# Start of PROVIDED DATA
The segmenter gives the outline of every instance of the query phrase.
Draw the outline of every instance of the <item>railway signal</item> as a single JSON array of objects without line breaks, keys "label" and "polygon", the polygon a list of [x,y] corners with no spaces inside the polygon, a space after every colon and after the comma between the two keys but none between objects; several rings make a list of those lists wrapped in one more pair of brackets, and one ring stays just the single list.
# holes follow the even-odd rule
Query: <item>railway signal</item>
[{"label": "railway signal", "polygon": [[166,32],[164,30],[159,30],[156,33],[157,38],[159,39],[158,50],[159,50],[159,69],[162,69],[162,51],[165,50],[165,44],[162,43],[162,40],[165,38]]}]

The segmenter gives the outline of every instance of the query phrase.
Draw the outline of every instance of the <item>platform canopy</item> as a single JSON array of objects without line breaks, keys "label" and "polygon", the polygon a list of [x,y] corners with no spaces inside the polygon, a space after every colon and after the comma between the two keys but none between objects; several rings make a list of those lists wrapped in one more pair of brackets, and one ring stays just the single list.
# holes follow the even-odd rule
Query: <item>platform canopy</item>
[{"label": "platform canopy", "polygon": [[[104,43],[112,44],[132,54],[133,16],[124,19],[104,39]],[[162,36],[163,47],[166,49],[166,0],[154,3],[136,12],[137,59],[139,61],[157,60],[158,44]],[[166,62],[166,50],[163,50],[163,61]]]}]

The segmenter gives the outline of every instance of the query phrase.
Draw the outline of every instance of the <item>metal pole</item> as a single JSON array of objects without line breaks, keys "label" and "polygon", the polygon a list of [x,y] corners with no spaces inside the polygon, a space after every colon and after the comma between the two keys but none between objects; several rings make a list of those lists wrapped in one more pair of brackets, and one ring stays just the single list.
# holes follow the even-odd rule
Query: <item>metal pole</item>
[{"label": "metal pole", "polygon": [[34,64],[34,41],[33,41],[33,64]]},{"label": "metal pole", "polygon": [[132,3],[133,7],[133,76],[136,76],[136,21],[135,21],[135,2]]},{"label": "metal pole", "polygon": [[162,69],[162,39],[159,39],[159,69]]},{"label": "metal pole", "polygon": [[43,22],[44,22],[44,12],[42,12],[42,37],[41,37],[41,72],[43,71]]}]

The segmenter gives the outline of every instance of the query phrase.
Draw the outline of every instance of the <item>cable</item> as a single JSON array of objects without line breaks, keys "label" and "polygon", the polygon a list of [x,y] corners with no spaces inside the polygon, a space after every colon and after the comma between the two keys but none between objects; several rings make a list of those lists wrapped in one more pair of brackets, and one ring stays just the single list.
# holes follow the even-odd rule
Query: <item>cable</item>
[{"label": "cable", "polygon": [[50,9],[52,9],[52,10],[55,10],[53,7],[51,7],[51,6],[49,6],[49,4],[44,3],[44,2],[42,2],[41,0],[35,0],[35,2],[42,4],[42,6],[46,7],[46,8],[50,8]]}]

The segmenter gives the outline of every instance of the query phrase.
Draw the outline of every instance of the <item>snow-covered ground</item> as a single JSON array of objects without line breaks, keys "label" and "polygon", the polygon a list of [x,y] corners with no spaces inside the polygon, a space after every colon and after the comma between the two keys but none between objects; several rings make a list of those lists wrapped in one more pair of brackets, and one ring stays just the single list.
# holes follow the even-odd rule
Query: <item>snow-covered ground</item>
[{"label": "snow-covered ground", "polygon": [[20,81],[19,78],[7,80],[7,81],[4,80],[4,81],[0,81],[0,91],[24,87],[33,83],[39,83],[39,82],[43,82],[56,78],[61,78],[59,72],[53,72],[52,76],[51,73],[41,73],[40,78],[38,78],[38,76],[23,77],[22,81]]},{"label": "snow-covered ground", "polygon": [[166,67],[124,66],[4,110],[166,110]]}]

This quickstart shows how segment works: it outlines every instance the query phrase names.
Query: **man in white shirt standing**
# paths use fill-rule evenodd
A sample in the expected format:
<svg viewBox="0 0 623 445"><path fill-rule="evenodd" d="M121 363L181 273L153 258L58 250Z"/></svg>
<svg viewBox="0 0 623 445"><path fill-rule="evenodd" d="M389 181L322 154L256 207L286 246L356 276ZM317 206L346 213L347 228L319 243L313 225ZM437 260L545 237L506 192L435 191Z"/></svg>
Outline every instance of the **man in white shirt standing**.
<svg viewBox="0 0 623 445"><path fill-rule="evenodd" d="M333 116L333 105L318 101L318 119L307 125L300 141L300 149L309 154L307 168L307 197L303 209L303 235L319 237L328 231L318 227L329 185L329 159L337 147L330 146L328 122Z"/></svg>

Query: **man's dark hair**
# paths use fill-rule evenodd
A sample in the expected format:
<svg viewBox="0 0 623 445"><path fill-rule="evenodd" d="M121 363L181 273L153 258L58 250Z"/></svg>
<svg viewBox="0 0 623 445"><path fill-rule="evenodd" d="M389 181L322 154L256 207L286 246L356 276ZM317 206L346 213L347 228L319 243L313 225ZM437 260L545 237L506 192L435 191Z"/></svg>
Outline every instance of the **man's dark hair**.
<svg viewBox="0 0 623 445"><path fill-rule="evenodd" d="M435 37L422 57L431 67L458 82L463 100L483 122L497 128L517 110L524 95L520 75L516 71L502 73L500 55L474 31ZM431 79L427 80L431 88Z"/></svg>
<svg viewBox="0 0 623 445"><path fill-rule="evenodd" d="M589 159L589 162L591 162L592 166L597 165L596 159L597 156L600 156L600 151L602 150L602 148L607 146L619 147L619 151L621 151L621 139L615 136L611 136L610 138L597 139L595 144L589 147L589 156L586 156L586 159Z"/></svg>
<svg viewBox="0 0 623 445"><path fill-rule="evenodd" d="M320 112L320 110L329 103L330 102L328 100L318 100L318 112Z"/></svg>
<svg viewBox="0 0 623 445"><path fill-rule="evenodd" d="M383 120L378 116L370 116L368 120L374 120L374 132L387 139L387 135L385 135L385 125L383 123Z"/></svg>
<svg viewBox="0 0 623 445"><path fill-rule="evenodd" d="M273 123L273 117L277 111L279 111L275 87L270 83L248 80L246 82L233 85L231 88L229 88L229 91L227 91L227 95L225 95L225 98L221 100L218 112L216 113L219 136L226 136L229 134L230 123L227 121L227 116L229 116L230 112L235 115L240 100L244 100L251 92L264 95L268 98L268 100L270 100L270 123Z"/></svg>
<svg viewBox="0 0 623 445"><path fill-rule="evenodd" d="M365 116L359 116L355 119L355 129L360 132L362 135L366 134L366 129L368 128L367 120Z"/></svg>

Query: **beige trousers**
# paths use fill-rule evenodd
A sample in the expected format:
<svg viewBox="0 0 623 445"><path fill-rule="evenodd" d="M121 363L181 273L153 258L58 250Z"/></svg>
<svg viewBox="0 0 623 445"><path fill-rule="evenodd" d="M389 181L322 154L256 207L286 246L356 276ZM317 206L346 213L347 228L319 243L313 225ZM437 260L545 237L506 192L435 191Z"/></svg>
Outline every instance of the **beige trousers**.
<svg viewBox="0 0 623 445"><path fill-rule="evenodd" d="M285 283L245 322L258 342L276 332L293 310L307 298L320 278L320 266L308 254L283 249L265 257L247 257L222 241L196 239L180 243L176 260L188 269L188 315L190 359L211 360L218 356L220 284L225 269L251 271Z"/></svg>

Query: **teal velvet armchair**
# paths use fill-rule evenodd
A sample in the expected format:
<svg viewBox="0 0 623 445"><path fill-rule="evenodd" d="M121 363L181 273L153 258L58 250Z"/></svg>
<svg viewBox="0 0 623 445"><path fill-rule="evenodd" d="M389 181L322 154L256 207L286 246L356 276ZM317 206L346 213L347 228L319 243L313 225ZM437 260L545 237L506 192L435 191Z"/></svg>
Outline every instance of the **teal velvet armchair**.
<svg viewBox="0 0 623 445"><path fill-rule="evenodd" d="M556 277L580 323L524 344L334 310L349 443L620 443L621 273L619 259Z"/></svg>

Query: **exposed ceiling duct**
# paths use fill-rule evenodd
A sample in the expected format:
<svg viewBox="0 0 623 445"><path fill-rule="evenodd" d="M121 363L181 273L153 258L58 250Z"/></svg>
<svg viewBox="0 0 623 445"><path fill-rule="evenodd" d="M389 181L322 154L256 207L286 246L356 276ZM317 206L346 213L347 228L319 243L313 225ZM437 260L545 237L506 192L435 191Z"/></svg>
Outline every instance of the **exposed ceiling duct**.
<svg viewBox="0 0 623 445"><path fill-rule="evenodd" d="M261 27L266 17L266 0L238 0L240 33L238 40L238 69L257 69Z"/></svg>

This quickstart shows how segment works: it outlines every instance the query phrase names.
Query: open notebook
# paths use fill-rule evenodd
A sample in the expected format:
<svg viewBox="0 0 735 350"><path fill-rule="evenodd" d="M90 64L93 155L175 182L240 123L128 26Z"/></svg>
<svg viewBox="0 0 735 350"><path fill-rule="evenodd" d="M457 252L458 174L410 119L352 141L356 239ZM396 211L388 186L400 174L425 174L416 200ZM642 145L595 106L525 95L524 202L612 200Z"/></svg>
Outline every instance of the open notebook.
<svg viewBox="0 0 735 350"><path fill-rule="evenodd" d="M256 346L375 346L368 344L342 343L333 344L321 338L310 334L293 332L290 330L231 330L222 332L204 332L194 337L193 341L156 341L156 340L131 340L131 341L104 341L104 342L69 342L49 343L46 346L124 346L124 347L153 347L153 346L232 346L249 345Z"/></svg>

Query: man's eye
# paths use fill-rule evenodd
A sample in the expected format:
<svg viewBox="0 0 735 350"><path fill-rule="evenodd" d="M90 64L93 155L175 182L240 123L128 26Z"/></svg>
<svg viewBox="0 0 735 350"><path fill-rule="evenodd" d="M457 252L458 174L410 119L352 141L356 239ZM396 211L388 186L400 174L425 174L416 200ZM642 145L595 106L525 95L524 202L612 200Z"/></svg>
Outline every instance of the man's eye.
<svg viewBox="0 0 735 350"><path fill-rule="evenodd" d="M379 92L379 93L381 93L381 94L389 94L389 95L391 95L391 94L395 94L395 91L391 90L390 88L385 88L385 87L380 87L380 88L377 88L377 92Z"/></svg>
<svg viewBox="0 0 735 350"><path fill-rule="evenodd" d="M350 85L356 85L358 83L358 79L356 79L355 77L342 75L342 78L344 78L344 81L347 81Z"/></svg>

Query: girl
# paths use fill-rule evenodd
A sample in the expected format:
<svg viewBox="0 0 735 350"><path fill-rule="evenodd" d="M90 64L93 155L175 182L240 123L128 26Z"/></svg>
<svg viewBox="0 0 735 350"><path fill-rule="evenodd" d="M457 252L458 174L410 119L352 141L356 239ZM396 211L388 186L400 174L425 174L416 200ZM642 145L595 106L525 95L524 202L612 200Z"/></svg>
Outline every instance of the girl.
# End of PROVIDED DATA
● WRITTEN PROBLEM
From the line containing "Query: man's eye" through the closing line of the material above, return every line exactly and omit all others.

● FULL RESPONSE
Query: man's eye
# paths use fill-rule evenodd
A sample in the expected format:
<svg viewBox="0 0 735 350"><path fill-rule="evenodd" d="M90 64L93 155L175 182L240 123L128 26Z"/></svg>
<svg viewBox="0 0 735 350"><path fill-rule="evenodd" d="M457 252L458 174L410 119L352 141L356 239ZM396 211L388 186L400 174L425 174L416 200ZM642 145L595 106L525 95L524 202L612 200Z"/></svg>
Outline every instance of the man's eye.
<svg viewBox="0 0 735 350"><path fill-rule="evenodd" d="M379 92L379 93L381 93L381 94L389 94L389 95L391 95L391 94L395 94L395 91L391 90L390 88L385 88L385 87L380 87L380 88L377 88L377 92Z"/></svg>
<svg viewBox="0 0 735 350"><path fill-rule="evenodd" d="M350 85L356 85L358 83L358 79L356 79L355 77L342 75L342 78L344 78L344 81L347 81Z"/></svg>

Query: girl
# paths use fill-rule evenodd
A sample in the expected format:
<svg viewBox="0 0 735 350"><path fill-rule="evenodd" d="M90 64L93 155L175 182L240 123L128 26Z"/></svg>
<svg viewBox="0 0 735 350"><path fill-rule="evenodd" d="M457 252L458 174L410 119L352 141L356 239ZM396 211L388 186L400 174L425 174L416 200ZM642 145L595 106L525 95L524 202L612 200Z"/></svg>
Outline every instance of the girl.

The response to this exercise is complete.